Sunday, May 26, 2013

Performance Review: B.A.L.L., Bowery Electric NYC, May 25, 2013

Bowery Electric, NYC, May 25, 2013
Concert review by John Pietaro

 Gloomy skies and chilly rain moved in on this late-May evening, and the East Village was covered by that certain grayness it was once known for. If you squinted just enough, you could almost avoid the bistros and hipster joints that now line the Bowery in place of the dive-bars, restaurant supply houses and dusty bodegas that once were. Remember when there was an artful edginess to this town, downtown? While most of the creative community has been priced out of the chromium rentals that have sprung up everywhere that cool resides, thankfully there are still pockets of inspiration hidden between the Bowery Mission and the million-dollar views. Just a block north of where CBGB once stood, post-Punk NYC commanded the stage: B.A.L.L. reunited for the first time in 25 years. And at the crossroads of Bowery and Joey Ramone Place, no less. 

The Bowery Electric contains a bit of the feel of CBs, and its basement haunt—where the live music plays—resounds with crackly amplifiers and stinging cymbals. The dungeon-like exposed brick may be missing the old LES graffiti, but as the black leather-and-jeans crowd in this tight room grew in anticipation of the music, it brought you back. The members of B.A.L.L. had been there then ---in that amazing time and place when the rebel yell of Punk Rock romanced the liberation of Free Jazz and downtown contemporary composition. Its off-spring included No Wave and a wide pastiche of alternative experimental sounds. Kramer, B.A.L.L.’s bassist and a patron saint of this radical emulsion had studied with improvisational music guru Karl Berger and listened intently to the catalog of ESP Disk in his youth. By the late 70s and early 80s he was recording and touring with the likes of Daevid Allen’s NY Gong, the Chadbournes (with Eugene Chadbourne, John Zorn, and David Licht), Shockabilly and the Fugs; by ’85 he was a member of the Butthole Surfers. B.A.L.L. came along shortly thereafter, as well as Bongwater (with Ann Magnuson) and collaborations with GG Allin, Jad Fair and others. Kramer would, over the next few years, bring his NoiseNewYork studio to the forefront of this musical mélange of the cerebral and the rude and his record label Shimmy-Disc would stand as quite legendary. These days, Kramer’s homebase is Florida where he runs his Second-Shimmy label, which has released work by Zorn and others as well as Kramer’s latest take on deconstructed pop, ‘The Brill Building’. He also mixes and masters the albums of many other artists including, I need to state as a disclaimer, the debut disc of this writer’s band The Red Microphone, ‘The Red Microphone Speaks!’ (2013).

# Records provided:
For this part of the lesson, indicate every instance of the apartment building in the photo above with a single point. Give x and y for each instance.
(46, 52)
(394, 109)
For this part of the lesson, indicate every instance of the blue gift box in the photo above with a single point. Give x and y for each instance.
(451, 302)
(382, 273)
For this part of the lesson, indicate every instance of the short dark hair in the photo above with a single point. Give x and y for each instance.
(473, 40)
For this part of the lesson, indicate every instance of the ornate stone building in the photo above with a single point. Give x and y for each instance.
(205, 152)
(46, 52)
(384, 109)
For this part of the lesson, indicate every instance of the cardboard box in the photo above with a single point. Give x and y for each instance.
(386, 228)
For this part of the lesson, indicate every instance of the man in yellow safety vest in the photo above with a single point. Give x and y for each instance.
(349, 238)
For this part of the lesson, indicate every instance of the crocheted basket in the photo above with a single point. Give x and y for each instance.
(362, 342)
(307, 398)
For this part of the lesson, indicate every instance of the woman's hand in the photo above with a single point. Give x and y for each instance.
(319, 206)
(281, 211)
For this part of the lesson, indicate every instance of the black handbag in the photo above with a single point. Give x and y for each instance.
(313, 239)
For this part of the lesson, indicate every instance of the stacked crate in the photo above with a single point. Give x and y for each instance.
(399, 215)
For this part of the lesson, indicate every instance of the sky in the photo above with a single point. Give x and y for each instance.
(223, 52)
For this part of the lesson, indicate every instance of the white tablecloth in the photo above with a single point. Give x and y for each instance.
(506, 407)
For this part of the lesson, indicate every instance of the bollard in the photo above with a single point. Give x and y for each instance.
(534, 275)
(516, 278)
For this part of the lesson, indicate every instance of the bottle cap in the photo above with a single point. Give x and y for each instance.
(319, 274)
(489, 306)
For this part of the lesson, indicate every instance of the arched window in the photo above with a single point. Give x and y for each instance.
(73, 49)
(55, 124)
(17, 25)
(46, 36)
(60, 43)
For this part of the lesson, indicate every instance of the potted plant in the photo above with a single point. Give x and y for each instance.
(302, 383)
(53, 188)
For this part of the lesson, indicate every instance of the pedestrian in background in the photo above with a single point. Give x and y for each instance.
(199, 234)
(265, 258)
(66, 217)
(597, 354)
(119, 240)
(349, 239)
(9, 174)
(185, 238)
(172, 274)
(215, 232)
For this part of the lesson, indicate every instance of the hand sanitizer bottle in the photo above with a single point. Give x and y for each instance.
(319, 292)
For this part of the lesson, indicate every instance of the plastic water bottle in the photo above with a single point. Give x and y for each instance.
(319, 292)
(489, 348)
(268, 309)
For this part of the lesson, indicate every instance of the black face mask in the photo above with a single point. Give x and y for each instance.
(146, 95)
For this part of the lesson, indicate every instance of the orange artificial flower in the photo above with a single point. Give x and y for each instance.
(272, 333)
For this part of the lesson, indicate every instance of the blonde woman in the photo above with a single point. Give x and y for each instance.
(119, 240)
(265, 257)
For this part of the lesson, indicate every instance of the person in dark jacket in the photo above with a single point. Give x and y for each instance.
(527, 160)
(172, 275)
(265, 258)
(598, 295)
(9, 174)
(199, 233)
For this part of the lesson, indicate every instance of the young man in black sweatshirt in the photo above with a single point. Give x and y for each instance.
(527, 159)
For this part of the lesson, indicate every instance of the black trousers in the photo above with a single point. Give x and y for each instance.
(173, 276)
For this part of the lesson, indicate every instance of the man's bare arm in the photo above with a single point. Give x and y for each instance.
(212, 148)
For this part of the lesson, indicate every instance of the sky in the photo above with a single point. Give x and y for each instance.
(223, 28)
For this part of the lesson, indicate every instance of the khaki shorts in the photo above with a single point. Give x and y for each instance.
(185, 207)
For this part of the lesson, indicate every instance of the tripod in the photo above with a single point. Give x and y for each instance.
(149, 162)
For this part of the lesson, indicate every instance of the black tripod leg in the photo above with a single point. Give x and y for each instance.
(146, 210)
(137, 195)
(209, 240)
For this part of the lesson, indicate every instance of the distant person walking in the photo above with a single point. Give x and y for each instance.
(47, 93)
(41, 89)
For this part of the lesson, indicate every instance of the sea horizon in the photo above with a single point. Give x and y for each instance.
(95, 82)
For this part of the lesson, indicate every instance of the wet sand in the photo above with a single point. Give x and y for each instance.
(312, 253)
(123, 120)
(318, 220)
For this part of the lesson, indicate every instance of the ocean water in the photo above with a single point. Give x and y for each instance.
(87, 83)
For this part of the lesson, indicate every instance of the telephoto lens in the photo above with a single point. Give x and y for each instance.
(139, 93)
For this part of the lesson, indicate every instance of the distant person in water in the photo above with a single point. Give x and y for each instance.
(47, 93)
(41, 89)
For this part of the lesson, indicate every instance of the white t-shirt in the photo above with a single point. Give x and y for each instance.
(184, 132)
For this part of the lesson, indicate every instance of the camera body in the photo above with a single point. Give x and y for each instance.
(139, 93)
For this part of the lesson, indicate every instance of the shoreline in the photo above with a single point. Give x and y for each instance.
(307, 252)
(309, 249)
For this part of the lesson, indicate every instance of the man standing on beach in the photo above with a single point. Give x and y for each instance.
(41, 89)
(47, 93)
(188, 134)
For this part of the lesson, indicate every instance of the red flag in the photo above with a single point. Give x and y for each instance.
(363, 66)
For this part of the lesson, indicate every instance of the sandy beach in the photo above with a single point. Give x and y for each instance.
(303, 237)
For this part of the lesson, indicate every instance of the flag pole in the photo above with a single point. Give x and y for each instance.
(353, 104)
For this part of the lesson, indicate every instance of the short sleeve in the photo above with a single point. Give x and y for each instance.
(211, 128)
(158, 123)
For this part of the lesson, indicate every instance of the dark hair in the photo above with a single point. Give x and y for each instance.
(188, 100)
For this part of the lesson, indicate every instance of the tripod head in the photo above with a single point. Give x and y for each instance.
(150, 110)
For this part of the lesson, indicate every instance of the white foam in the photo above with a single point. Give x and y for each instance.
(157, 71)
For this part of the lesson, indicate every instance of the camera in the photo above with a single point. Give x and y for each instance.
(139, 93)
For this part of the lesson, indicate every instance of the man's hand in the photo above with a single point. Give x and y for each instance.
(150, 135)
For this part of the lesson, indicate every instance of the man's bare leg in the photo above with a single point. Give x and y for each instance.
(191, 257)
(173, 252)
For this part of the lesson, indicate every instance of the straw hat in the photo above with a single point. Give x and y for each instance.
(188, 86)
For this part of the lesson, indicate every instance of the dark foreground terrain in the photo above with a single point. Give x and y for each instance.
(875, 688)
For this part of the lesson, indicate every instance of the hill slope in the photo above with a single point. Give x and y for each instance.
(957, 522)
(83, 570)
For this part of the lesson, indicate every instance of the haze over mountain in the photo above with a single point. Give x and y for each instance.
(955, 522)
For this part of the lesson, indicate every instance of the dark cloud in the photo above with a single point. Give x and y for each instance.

# The problem:
Extend the B.A.L.L. concert review, starting after its last sentence. None of the rows are needed for this.

# Output for this task:
B.A.L.L.’s front man, vocalist and guitarist Don Fleming also carries with him a certain pedigree. After working for years in regional new wave bands, he first came to cult prominence as the voice of the Velvet Monkeys and then joined Half-Japanese with Jad Fair. Fleming was inspired by the work of Lou Reed and the origin of the Velvet Monkeys name is found in a combination of both the Velvet Underground and, yes, the Monkees. You can hear the Reed inspiration still back there in his searing guitar work that is just as driven by bluesy R&B runs. However, for the past dozen years he has worked at the Alan Lomax Archives, these days serving as its Executive Director. 

The band has had two drummers from the start as Kramer wanted to capture the feel of double drummers that he heard at George Harrison’s ‘Concert for Bangladesh’ (there it was Ringo and the brilliant Jim Keltner). Jay Spiegel was a member of the Velvet Monkeys and Half-Japanese before joining this band, and then after the initial break-up, he left with Fleming to form the alternative rock band Gumball and also played briefly with Dinosaur Jr and did some work with Thurston Moore as well. 

Drummer/percussionist David Licht, another veteran of the downtown experience, served as the “other” through most of the original B.A.L.L. years. A founding member of the Klezmatics, Licht was also the pulse of Shockabilly and then Bongwater, but he is also noted for work with Ned Rothenberg, John Zorn and Tom Cora. Licht had worked very closely with Kramer on numerous projects so when B.A.L.L. came to be it was natural that he would be immediately engaged for it; he left the band in ’88 as things began to fall apart. It was disappointing that for this reunion show, Licht was not present. However Bob Bert of Sonic Youth and Pussy Galore fame was a fitting substitute and walloped the old numbers into a throbbing heartbeat along with Spiegel.

B.A.L.L. has always been known for its sense of parody and wicked humor. None of the old theatrical antics were present at the Bowery Electric but the musical sneer was unmistakable. The ensemble took to the stage and launched off into this material (which, as rumor has it, they’d only prepared for the night before), with a glint in the eye. The audience erupted and those down front pounded the stage. The band laughed and shouted over the rumble of double drumming and snaking guitar and bass lines. Fleming’s voice bellowed warmly whenever Kramer’s bass met his range and then improvised new counter-points. In the lives of band mates on the road, anything is possible and the hardships of the Business have withered away many a union. But there was no indication of old animosity as Fleming came to the lip of the stage, in reach of the mixed-age group dressed in Bowery black. Kramer popped up and down on as the musical heights rang through the club, pointing the neck of his vintage Hofner violin bass to the hot lights and disco ball hovering just above. Strapless, as always, he seems to at once embrace his instrument and dance around it.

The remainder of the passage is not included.